[[ GIVEN DATA, beginning ]]

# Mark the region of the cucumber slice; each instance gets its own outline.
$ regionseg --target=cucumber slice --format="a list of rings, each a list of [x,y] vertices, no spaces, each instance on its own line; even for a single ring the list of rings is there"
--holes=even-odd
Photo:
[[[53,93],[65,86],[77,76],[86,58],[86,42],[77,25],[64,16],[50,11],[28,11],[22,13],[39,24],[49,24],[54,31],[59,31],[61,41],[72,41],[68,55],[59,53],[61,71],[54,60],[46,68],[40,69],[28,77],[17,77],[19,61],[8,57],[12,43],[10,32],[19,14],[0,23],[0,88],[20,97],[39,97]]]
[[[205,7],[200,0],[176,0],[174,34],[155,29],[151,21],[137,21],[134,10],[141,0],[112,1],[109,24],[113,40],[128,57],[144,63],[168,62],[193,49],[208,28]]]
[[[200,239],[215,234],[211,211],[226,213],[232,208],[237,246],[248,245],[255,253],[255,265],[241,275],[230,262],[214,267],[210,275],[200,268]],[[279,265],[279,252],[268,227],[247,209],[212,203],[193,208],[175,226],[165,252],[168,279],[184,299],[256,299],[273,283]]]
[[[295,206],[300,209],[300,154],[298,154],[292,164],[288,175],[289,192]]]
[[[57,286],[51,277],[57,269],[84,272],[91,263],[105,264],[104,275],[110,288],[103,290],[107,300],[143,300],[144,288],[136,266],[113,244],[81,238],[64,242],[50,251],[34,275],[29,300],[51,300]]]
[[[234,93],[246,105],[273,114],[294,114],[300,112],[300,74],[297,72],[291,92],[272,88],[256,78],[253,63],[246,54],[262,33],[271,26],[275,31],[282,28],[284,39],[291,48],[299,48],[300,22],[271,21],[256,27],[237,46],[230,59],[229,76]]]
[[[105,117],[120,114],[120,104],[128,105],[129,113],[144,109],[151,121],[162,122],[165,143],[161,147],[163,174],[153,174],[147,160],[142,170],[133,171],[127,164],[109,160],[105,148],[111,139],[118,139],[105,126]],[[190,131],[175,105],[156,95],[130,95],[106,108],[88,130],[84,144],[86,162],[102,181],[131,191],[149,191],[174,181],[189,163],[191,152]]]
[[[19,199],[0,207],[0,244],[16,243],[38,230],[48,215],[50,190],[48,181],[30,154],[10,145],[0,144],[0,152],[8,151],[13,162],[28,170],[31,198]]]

[[ GIVEN DATA, end ]]

> WHAT IS REQUIRED
Send back the complete set of entries, exactly as shown above.

> ANSWER AREA
# Mark the region of the cucumber slice; each instance gets its own outline.
$ regionseg --target=cucumber slice --format="a list of rings, each a list of [x,y] vertices, no spaces, each instance on its own line; even for a single ring the list of rings is there"
--holes=even-odd
Photo:
[[[53,93],[65,86],[77,76],[86,58],[86,42],[77,25],[64,16],[50,11],[28,11],[22,13],[39,24],[49,24],[54,31],[59,31],[61,41],[72,41],[68,55],[59,53],[61,71],[54,60],[46,68],[40,69],[28,77],[17,77],[19,61],[8,57],[12,43],[10,32],[19,14],[0,23],[0,88],[20,97],[39,97]]]
[[[205,7],[200,0],[176,0],[174,34],[155,29],[151,21],[137,21],[134,10],[141,0],[112,1],[109,24],[113,40],[128,57],[144,63],[168,62],[193,49],[208,28]]]
[[[200,239],[215,234],[211,211],[226,213],[232,208],[237,246],[248,245],[255,253],[255,265],[241,275],[230,262],[214,267],[210,275],[200,268]],[[279,265],[279,252],[268,227],[247,209],[212,203],[193,208],[175,226],[165,252],[168,279],[184,299],[256,299],[273,283]]]
[[[295,206],[300,209],[300,154],[298,154],[292,164],[288,175],[289,192]]]
[[[57,286],[51,277],[57,269],[84,272],[91,263],[105,264],[104,275],[110,288],[103,290],[107,300],[143,300],[144,288],[136,266],[113,244],[81,238],[64,242],[50,251],[34,275],[29,300],[51,300]]]
[[[234,93],[246,105],[273,114],[294,114],[300,112],[300,74],[297,72],[291,92],[272,88],[256,78],[253,63],[246,54],[262,33],[271,26],[275,31],[282,28],[284,39],[291,48],[299,48],[300,22],[271,21],[256,27],[237,46],[230,59],[229,76]]]
[[[105,117],[120,114],[120,104],[128,105],[129,113],[144,109],[151,121],[162,122],[165,143],[161,147],[163,174],[153,174],[147,160],[142,170],[133,171],[127,164],[109,160],[105,148],[111,139],[118,139],[105,126]],[[190,131],[175,105],[156,95],[130,95],[106,108],[88,130],[84,144],[86,162],[102,181],[131,191],[149,191],[174,181],[189,163],[191,152]]]
[[[19,199],[0,207],[0,244],[16,243],[38,230],[48,215],[50,190],[48,181],[30,154],[10,145],[0,144],[0,152],[8,151],[13,162],[28,170],[31,198]]]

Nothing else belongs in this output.